作業指示
a – ナン子についての本文によると、ナン子の頭部の着ぐるみを作ったのは誰か。
b – ナン子についての本文を、最後の文の後から書き継いでください。

ナン子の歴史はそこそこ長い。インド映画が日本でさほど盛り上がっていなかった2013年に、『きっと、うまくいく』(2009)、『タイガー 伝説のスパイ』(2012)、『闇の帝王DON ベルリン強奪作戦』(2011)、『命ある限り』(2012)という注目の4作品が「ボリウッド4」として日活の配給で公開された際に誕生したキャラクターなのだ。

なんと今回、東京コミコンの会場には「ボリウッド4」の当時のプロデューサー氏も参加。ナン子ちゃんの後ろでバーフバリのお面を手作業で組み立てており、そこでお話をうかがうことができた。いわく、ナン子ちゃんは「ボリウッド4」の公開にあたって「なんとかインド映画を盛り上げられないか」新橋の焼きとん屋で話し合っていたところ、「ゆるキャラが欲しい」というアイデアが出たことで生まれたという。

ところが、ゆるキャラを作り出すにはその後のプロセスがこれまた異様であった。日活社内で開かれたデザインコンペでなぜか採用されたナン子だったが、その選考に携わったのはロックバンド「筋肉少女帯」や「特撮」で知られる、ミュージシャン・作家の大槻ケンヂ氏。さらに頭部の着ぐるみを製作したのは、日本のホラー映画/バイオレンス映画で“残酷造形”なる職域を打ち出した「西村映造」の西村喜廣氏だったというのである。

その後、ナン子ちゃんは「ゆるキャラグランプリ2013」にエントリーしているほか、“カンフー映画応援隊長”の「ナン子・リー」という、もはやナンとはナンの関係もない妹分を誕生させて「ナン子シスターズBand」なるコンビを組んでもいる。もうわからないよ。

提供資料
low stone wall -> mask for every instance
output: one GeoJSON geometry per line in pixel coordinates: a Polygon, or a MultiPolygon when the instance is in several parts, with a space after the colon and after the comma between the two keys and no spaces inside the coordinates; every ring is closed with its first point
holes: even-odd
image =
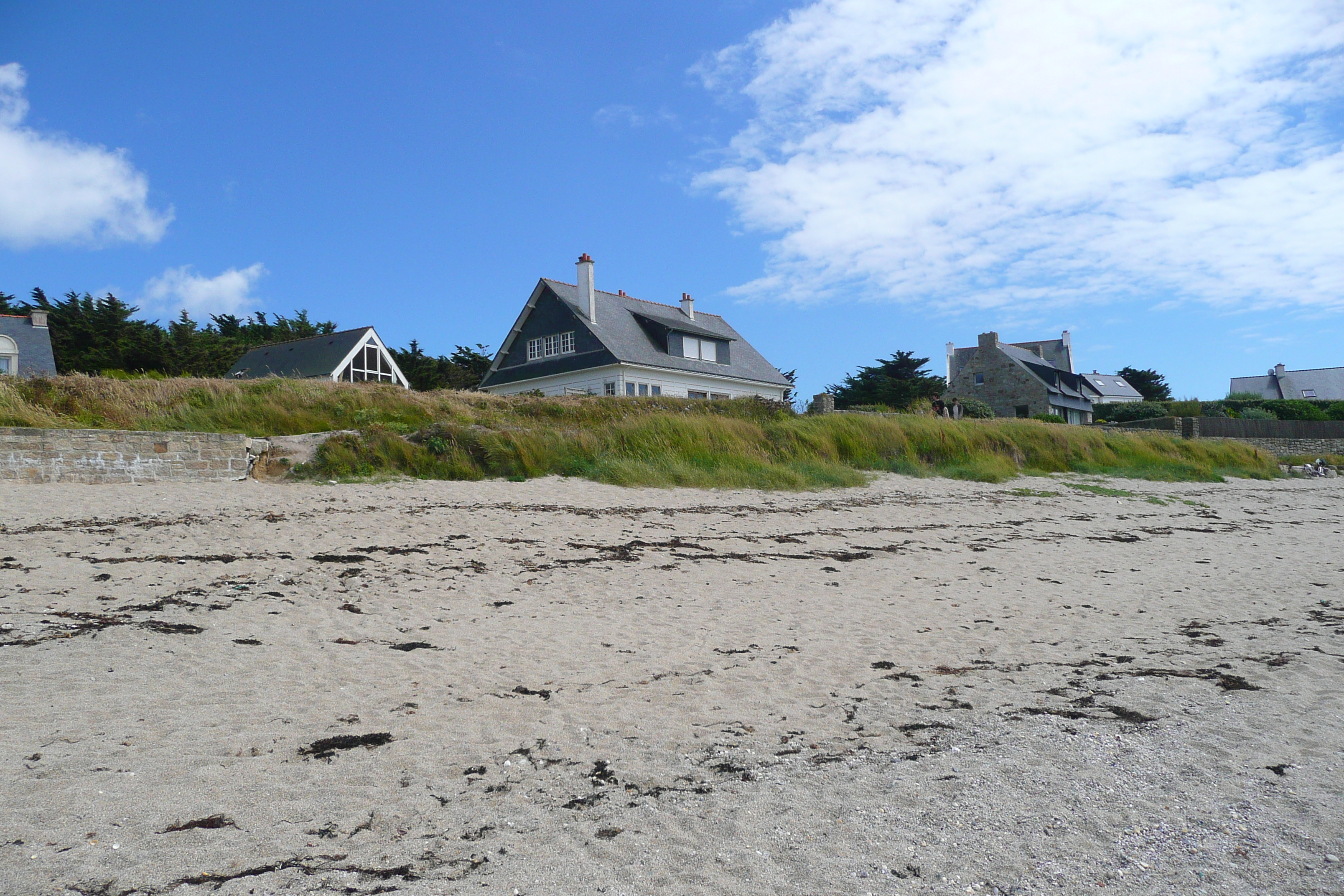
{"type": "Polygon", "coordinates": [[[0,482],[241,480],[265,446],[223,433],[0,427],[0,482]]]}
{"type": "Polygon", "coordinates": [[[1275,457],[1344,454],[1339,420],[1236,420],[1216,416],[1156,416],[1099,429],[1129,433],[1171,433],[1187,439],[1235,439],[1275,457]],[[1241,424],[1241,426],[1238,426],[1241,424]],[[1278,430],[1279,434],[1274,434],[1278,430]],[[1243,435],[1243,433],[1246,433],[1243,435]]]}
{"type": "MultiPolygon", "coordinates": [[[[1219,437],[1207,437],[1219,438],[1219,437]]],[[[1232,437],[1223,437],[1232,438],[1232,437]]],[[[1251,437],[1238,437],[1238,442],[1246,442],[1262,451],[1269,451],[1275,457],[1294,457],[1298,454],[1312,454],[1322,457],[1325,454],[1344,454],[1344,439],[1258,439],[1251,437]]]]}

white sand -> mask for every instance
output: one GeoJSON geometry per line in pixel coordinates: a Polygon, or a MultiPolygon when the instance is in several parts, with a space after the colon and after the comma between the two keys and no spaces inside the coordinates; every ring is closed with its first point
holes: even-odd
{"type": "Polygon", "coordinates": [[[1344,892],[1337,482],[0,486],[0,893],[1344,892]]]}

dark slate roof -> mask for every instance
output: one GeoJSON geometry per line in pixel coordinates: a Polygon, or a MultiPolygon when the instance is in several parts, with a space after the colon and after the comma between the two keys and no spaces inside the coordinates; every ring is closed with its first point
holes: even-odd
{"type": "Polygon", "coordinates": [[[19,376],[55,376],[56,359],[51,355],[51,330],[34,326],[32,318],[0,314],[0,336],[8,336],[19,349],[19,376]]]}
{"type": "Polygon", "coordinates": [[[288,343],[258,345],[228,368],[227,376],[242,373],[241,379],[259,376],[289,376],[308,379],[331,376],[351,349],[364,339],[371,326],[341,330],[329,336],[296,339],[288,343]]]}
{"type": "Polygon", "coordinates": [[[1302,391],[1310,390],[1318,399],[1344,400],[1344,367],[1284,371],[1281,377],[1234,376],[1231,384],[1232,392],[1259,392],[1263,398],[1278,398],[1279,390],[1284,398],[1302,398],[1302,391]]]}
{"type": "MultiPolygon", "coordinates": [[[[770,383],[771,386],[792,386],[770,361],[765,360],[759,352],[751,348],[750,343],[742,339],[718,314],[698,310],[695,320],[691,320],[681,313],[680,308],[672,305],[648,302],[632,296],[617,296],[616,293],[597,290],[597,324],[590,324],[587,320],[587,300],[581,301],[578,286],[546,278],[542,278],[542,283],[555,293],[560,301],[574,309],[574,313],[583,320],[583,325],[602,341],[617,361],[754,380],[758,383],[770,383]],[[667,345],[656,344],[649,337],[648,330],[640,325],[640,317],[652,320],[679,333],[727,340],[732,345],[732,363],[724,365],[668,355],[667,345]]],[[[503,347],[500,357],[512,345],[503,347]]],[[[487,375],[481,384],[489,386],[491,375],[487,375]]]]}
{"type": "Polygon", "coordinates": [[[1144,398],[1138,394],[1138,390],[1113,373],[1079,373],[1079,376],[1082,376],[1087,386],[1101,395],[1101,398],[1097,399],[1099,404],[1105,404],[1109,399],[1117,398],[1122,398],[1125,400],[1144,398]]]}

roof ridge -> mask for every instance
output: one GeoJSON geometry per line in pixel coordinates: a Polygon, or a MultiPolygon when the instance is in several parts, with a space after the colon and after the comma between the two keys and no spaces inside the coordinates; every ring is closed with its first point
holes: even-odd
{"type": "MultiPolygon", "coordinates": [[[[552,283],[559,283],[560,286],[573,286],[574,289],[578,289],[578,283],[566,283],[563,279],[555,279],[552,277],[543,277],[542,279],[548,279],[552,283]]],[[[638,296],[622,296],[621,293],[613,293],[613,292],[605,290],[605,289],[594,289],[593,292],[594,293],[602,293],[603,296],[610,296],[612,298],[632,298],[636,302],[644,302],[645,305],[657,305],[659,308],[665,308],[665,309],[668,309],[671,312],[680,312],[681,310],[681,308],[677,306],[677,305],[668,305],[667,302],[655,302],[652,298],[640,298],[638,296]]],[[[700,312],[700,314],[708,314],[710,317],[718,317],[720,321],[723,320],[723,314],[715,314],[714,312],[700,312]]]]}
{"type": "MultiPolygon", "coordinates": [[[[317,336],[301,336],[300,339],[286,339],[280,343],[262,343],[261,345],[253,345],[249,352],[254,352],[258,348],[270,348],[271,345],[289,345],[290,343],[306,343],[312,339],[327,339],[328,336],[344,336],[345,333],[353,333],[358,329],[374,329],[372,326],[351,326],[349,329],[339,329],[331,333],[319,333],[317,336]]],[[[378,330],[374,330],[378,332],[378,330]]]]}

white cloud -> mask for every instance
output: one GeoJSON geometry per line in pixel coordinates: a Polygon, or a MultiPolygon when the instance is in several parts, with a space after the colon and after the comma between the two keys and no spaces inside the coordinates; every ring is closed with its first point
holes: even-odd
{"type": "Polygon", "coordinates": [[[699,74],[741,294],[1344,308],[1335,0],[821,0],[699,74]]]}
{"type": "Polygon", "coordinates": [[[23,126],[27,77],[0,66],[0,243],[157,242],[172,210],[146,204],[149,183],[122,150],[23,126]]]}
{"type": "Polygon", "coordinates": [[[219,277],[202,277],[191,265],[169,267],[145,283],[141,301],[146,310],[177,313],[185,309],[196,320],[208,314],[237,314],[257,305],[251,287],[265,273],[261,262],[242,270],[230,267],[219,277]]]}

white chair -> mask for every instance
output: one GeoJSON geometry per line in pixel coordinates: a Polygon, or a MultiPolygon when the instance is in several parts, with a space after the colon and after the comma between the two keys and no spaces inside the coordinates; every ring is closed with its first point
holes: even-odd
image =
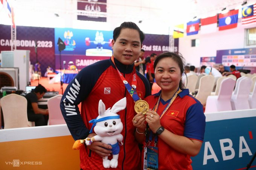
{"type": "Polygon", "coordinates": [[[198,91],[195,97],[203,105],[205,105],[207,97],[212,92],[215,81],[215,78],[212,75],[203,76],[200,79],[198,91]]]}
{"type": "Polygon", "coordinates": [[[253,75],[250,73],[247,73],[247,74],[245,74],[245,75],[244,75],[244,76],[245,76],[247,77],[249,77],[250,78],[253,78],[253,75]]]}
{"type": "Polygon", "coordinates": [[[48,125],[66,124],[59,107],[62,97],[61,95],[57,95],[50,98],[47,102],[49,111],[48,125]]]}
{"type": "Polygon", "coordinates": [[[222,81],[227,78],[227,76],[223,76],[220,77],[217,80],[217,83],[216,83],[216,88],[215,89],[215,92],[211,92],[211,96],[218,95],[219,94],[219,87],[221,86],[221,83],[222,81]]]}
{"type": "Polygon", "coordinates": [[[246,74],[244,72],[240,72],[240,74],[241,75],[241,76],[244,76],[246,74]]]}
{"type": "Polygon", "coordinates": [[[249,95],[248,101],[250,108],[256,108],[256,83],[254,84],[252,93],[249,95]]]}
{"type": "Polygon", "coordinates": [[[235,75],[234,75],[233,74],[230,74],[229,75],[227,76],[227,77],[231,78],[235,80],[236,80],[236,77],[235,75]]]}
{"type": "Polygon", "coordinates": [[[235,87],[235,89],[234,90],[234,91],[233,92],[233,95],[236,94],[238,89],[238,84],[239,84],[239,83],[240,83],[240,82],[241,81],[241,80],[244,78],[246,78],[246,77],[243,76],[239,77],[238,78],[237,80],[236,80],[236,87],[235,87]]]}
{"type": "Polygon", "coordinates": [[[236,81],[231,78],[224,80],[221,83],[218,96],[207,98],[205,113],[232,110],[230,99],[236,81]]]}
{"type": "Polygon", "coordinates": [[[251,84],[251,92],[252,92],[253,91],[253,88],[254,87],[254,85],[256,83],[256,76],[253,76],[251,80],[253,81],[253,83],[251,84]]]}
{"type": "Polygon", "coordinates": [[[1,105],[5,123],[4,129],[33,126],[32,122],[27,119],[27,101],[24,97],[16,94],[7,95],[1,99],[1,105]]]}
{"type": "Polygon", "coordinates": [[[198,80],[198,77],[195,74],[187,76],[187,83],[186,89],[188,89],[189,92],[195,93],[195,86],[197,85],[197,83],[198,80]]]}
{"type": "Polygon", "coordinates": [[[238,87],[236,93],[234,93],[231,97],[231,105],[233,110],[250,109],[248,99],[252,80],[248,77],[244,77],[244,78],[242,78],[237,84],[238,87]]]}

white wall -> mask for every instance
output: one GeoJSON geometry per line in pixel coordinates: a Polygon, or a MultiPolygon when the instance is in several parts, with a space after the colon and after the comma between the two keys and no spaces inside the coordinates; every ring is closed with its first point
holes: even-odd
{"type": "Polygon", "coordinates": [[[216,51],[255,47],[245,45],[245,29],[256,27],[256,23],[249,26],[242,26],[239,23],[236,28],[214,33],[185,36],[179,40],[179,52],[185,57],[186,62],[199,67],[200,57],[216,56],[216,51]],[[191,47],[191,40],[199,39],[199,47],[191,47]]]}

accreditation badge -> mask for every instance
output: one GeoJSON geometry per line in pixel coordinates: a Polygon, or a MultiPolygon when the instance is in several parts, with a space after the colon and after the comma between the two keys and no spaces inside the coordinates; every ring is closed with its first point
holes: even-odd
{"type": "Polygon", "coordinates": [[[158,169],[158,147],[147,146],[146,148],[147,170],[158,169]]]}

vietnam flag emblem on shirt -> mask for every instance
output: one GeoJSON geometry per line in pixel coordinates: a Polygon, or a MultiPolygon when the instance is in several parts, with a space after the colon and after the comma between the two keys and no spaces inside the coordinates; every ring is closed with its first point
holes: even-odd
{"type": "Polygon", "coordinates": [[[219,30],[235,28],[238,21],[239,10],[232,10],[226,14],[219,14],[219,30]]]}
{"type": "Polygon", "coordinates": [[[174,117],[177,117],[178,114],[179,114],[178,111],[175,111],[175,110],[169,110],[167,113],[167,116],[173,116],[174,117]]]}

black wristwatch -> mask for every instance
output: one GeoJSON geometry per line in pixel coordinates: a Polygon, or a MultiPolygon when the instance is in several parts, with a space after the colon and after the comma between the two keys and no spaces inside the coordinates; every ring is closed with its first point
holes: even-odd
{"type": "Polygon", "coordinates": [[[165,128],[163,126],[161,126],[159,129],[157,129],[157,132],[155,132],[155,134],[157,135],[160,135],[165,130],[165,128]]]}

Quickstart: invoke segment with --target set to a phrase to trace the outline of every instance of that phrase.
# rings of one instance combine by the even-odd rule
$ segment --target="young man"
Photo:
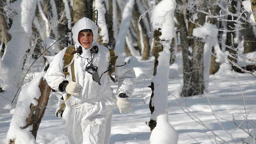
[[[72,81],[70,66],[69,74],[66,76],[63,72],[67,48],[55,56],[44,76],[52,88],[63,92],[66,107],[62,118],[70,144],[108,144],[116,103],[121,114],[132,111],[128,98],[134,89],[134,71],[118,56],[114,72],[118,85],[117,101],[108,74],[110,52],[96,42],[98,30],[97,26],[85,17],[72,28],[77,52],[71,62],[74,62],[75,82]],[[97,73],[98,76],[95,76]],[[67,98],[67,94],[71,96]]]

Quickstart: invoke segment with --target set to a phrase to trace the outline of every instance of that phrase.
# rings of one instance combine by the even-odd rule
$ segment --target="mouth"
[[[89,44],[90,44],[90,42],[83,42],[83,43],[85,45],[87,45]]]

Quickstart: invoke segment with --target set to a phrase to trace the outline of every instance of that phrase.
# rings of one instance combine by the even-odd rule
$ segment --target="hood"
[[[71,30],[73,36],[72,38],[73,40],[75,42],[76,45],[79,45],[83,47],[81,44],[78,42],[78,33],[81,30],[85,29],[90,29],[93,33],[93,41],[91,43],[91,47],[96,44],[96,42],[98,39],[98,28],[97,25],[89,19],[83,17],[79,19],[75,23]],[[84,48],[83,48],[84,49]]]

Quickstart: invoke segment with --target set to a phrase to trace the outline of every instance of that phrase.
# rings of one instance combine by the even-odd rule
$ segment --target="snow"
[[[151,21],[154,30],[161,29],[163,51],[159,53],[156,74],[153,79],[154,83],[154,96],[152,106],[154,110],[151,119],[156,121],[156,126],[152,131],[150,142],[151,144],[176,144],[179,135],[175,129],[168,120],[167,102],[168,79],[171,40],[174,37],[174,11],[176,6],[175,0],[164,0],[154,7]]]
[[[26,119],[30,112],[31,103],[37,105],[41,92],[39,83],[45,72],[39,74],[31,82],[22,88],[19,95],[17,104],[10,123],[10,127],[7,133],[7,140],[15,139],[16,144],[34,143],[34,136],[30,132],[32,126],[26,128],[21,128],[26,126]]]
[[[208,91],[209,75],[212,57],[212,48],[217,43],[218,29],[216,25],[205,23],[203,27],[193,29],[193,36],[202,39],[205,42],[203,52],[203,79],[204,90]]]
[[[212,143],[208,138],[211,138],[211,141],[215,141],[215,136],[212,131],[229,143],[234,143],[234,141],[220,124],[232,134],[237,143],[241,143],[242,141],[245,140],[248,135],[238,128],[233,120],[232,114],[235,118],[234,121],[239,125],[243,123],[241,128],[247,131],[243,115],[244,110],[239,84],[234,72],[225,70],[218,74],[210,75],[208,92],[205,94],[180,97],[177,94],[183,81],[181,74],[182,55],[180,51],[178,52],[176,56],[175,63],[170,66],[169,69],[167,102],[169,123],[177,130],[179,135],[177,143]],[[110,144],[150,143],[150,129],[145,123],[149,121],[151,115],[148,104],[152,91],[147,86],[150,85],[152,81],[154,59],[151,57],[149,60],[144,60],[141,58],[138,57],[129,59],[129,63],[136,68],[136,73],[140,73],[137,76],[136,88],[132,97],[130,99],[133,112],[120,115],[118,108],[114,107]],[[246,110],[249,114],[248,119],[252,124],[249,123],[248,127],[251,131],[254,128],[253,124],[255,126],[256,124],[254,120],[256,119],[255,78],[248,74],[235,73],[239,80],[244,97]],[[116,91],[117,85],[112,87],[113,91]],[[56,92],[51,93],[49,103],[39,127],[37,144],[68,144],[64,135],[64,125],[61,120],[55,116],[56,103],[52,102],[56,101],[55,95],[58,95],[59,94]],[[213,115],[208,99],[215,115],[217,117],[221,118],[219,118],[220,123]],[[2,108],[4,105],[0,106]],[[1,144],[5,143],[4,142],[12,116],[9,111],[2,112],[0,113]],[[191,116],[194,118],[196,118],[195,117],[197,117],[209,129],[191,119],[188,115],[193,115],[194,116]]]
[[[242,4],[244,6],[244,9],[250,14],[250,22],[253,24],[255,24],[254,17],[253,16],[253,13],[252,10],[252,6],[251,3],[251,0],[245,0],[243,1]]]
[[[100,35],[101,37],[101,41],[104,43],[109,43],[109,33],[108,27],[106,24],[105,14],[106,9],[104,6],[104,0],[96,0],[95,1],[95,9],[98,11],[98,23],[99,27],[100,28]],[[95,15],[95,16],[96,15]]]
[[[173,30],[174,26],[174,15],[176,2],[172,0],[162,0],[157,5],[152,13],[151,21],[153,28],[161,29],[160,39],[171,40],[175,33]]]
[[[122,14],[122,20],[119,31],[117,37],[115,38],[116,41],[115,50],[120,54],[123,54],[124,52],[125,37],[130,26],[134,3],[134,0],[129,0],[127,1]]]
[[[37,1],[19,0],[12,3],[17,14],[14,18],[9,31],[12,39],[6,45],[0,62],[2,63],[0,77],[4,83],[2,85],[4,90],[16,89],[17,83],[21,82],[23,58],[26,51],[31,47],[29,39]]]

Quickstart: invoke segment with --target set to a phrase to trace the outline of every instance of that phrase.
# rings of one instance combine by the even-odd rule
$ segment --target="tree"
[[[159,34],[157,38],[160,40],[158,44],[160,46],[158,49],[162,51],[157,53],[158,57],[155,59],[155,75],[151,87],[153,89],[150,105],[152,115],[149,123],[151,131],[150,142],[151,144],[176,144],[178,141],[177,133],[168,122],[167,102],[170,48],[175,33],[173,17],[176,6],[175,0],[164,0],[153,10],[152,25],[155,32]],[[160,33],[160,31],[162,32]]]

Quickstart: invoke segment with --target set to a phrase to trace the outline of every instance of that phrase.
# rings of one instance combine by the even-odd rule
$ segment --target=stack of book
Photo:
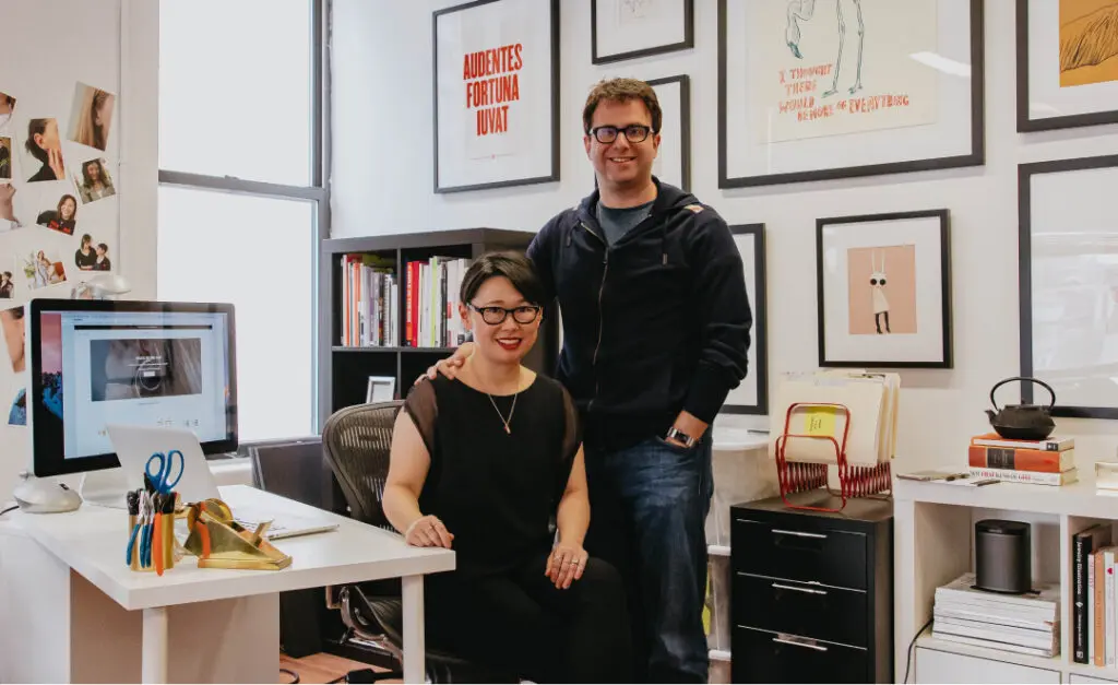
[[[931,635],[941,640],[1039,657],[1060,654],[1060,585],[1026,594],[986,592],[964,573],[936,588]]]
[[[967,460],[972,478],[996,478],[1036,485],[1071,485],[1076,469],[1076,440],[1006,440],[997,433],[970,439]]]
[[[1072,659],[1114,668],[1118,647],[1118,599],[1115,594],[1115,556],[1111,524],[1077,533],[1071,541]]]

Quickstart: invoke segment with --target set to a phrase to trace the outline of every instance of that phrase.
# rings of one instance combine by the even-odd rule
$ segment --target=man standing
[[[637,673],[705,683],[708,428],[746,375],[752,315],[726,222],[652,175],[662,119],[642,81],[591,90],[584,144],[598,189],[528,256],[562,312],[556,376],[582,416],[585,546],[629,588]],[[453,375],[464,347],[438,368]]]

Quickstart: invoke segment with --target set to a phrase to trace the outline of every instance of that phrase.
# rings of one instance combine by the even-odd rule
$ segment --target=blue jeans
[[[612,563],[628,589],[636,682],[709,682],[702,611],[710,431],[690,449],[661,438],[613,452],[587,444],[586,472],[586,548]]]

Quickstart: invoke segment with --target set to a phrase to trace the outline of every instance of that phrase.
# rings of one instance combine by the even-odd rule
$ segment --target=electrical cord
[[[923,631],[928,629],[928,626],[931,626],[931,622],[934,620],[936,620],[936,619],[934,619],[934,618],[928,619],[928,622],[925,623],[923,626],[921,626],[920,629],[916,631],[916,635],[912,636],[912,641],[909,642],[908,659],[904,660],[904,679],[901,681],[901,683],[908,683],[908,672],[909,672],[909,668],[912,666],[912,648],[916,647],[916,640],[917,640],[917,638],[919,638],[921,635],[923,635]]]

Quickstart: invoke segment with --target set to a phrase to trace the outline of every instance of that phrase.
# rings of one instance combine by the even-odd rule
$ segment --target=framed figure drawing
[[[590,0],[594,64],[674,53],[694,44],[694,0]]]
[[[947,209],[816,220],[819,366],[950,368]]]
[[[984,163],[983,0],[719,0],[719,187]]]
[[[1021,375],[1052,386],[1055,416],[1118,419],[1118,156],[1021,165],[1017,182]]]
[[[664,114],[660,151],[652,172],[676,188],[691,190],[691,78],[670,76],[646,82]]]
[[[559,179],[559,0],[434,13],[435,193]]]
[[[746,272],[746,293],[754,312],[749,329],[749,365],[746,379],[730,391],[722,405],[726,414],[768,413],[768,326],[765,294],[765,224],[730,226]]]
[[[1118,123],[1118,2],[1017,0],[1017,131]]]

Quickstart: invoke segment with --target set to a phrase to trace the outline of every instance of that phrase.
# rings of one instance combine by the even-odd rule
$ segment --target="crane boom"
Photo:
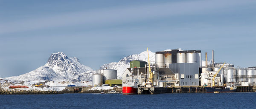
[[[224,63],[223,63],[223,65],[222,65],[222,66],[221,66],[221,68],[219,69],[219,70],[218,71],[218,72],[217,72],[217,73],[216,73],[215,74],[215,75],[214,75],[214,76],[213,76],[213,78],[212,78],[212,86],[215,86],[215,82],[214,81],[215,80],[215,77],[216,77],[216,76],[217,76],[217,75],[218,75],[218,72],[221,71],[221,68],[222,68],[222,67],[223,67],[223,66],[224,66],[224,64],[225,64],[225,63],[226,63],[226,62]]]
[[[149,54],[148,54],[148,48],[147,47],[147,50],[148,51],[148,69],[149,72],[149,79],[150,79],[150,82],[153,83],[153,73],[151,72],[151,68],[150,67],[150,63],[149,62]]]

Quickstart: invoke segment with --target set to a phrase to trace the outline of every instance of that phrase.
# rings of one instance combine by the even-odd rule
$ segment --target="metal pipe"
[[[207,67],[207,52],[205,52],[205,67]]]
[[[214,53],[213,50],[212,50],[212,68],[214,68]]]

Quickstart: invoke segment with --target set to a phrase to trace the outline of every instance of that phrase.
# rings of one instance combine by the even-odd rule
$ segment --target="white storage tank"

出力結果
a – 「西村映造」の西村喜廣氏。

b –
さらに、よくよくお話を聞いてみると、ナン子には「ナマステ」しか喋れないという設定があるという。インド映画を応援するナンのキャラクターで、しかも「ナマステ」しか喋れないというキャラクター造形、失礼を承知で言えば設定がゆるい。設定のゆるキャラである。ちなみに、ナン子の公式Twitterは2013年から更新されていない

空前のインド映画ブーム、ナン子が帰ってきた

とにかく2018年冬、ナン子は帰ってきた。東京コミコンというポップカルチャーの祭典で、『バーフバリ』という超人気シリーズをひっさげて帰ってきたのだ。「ボリウッド4」のプロデューサー氏は「こんなにインド映画の人気が出て…」と感慨深げであったが、もはやナン子がインド映画を応援しているのか、インド映画がナン子を応援しているのかわからない。なおまったくの余談だが、今回の登場にあたって、ナン子の衣裳(首から下)は中の人が自腹を切っているそうである。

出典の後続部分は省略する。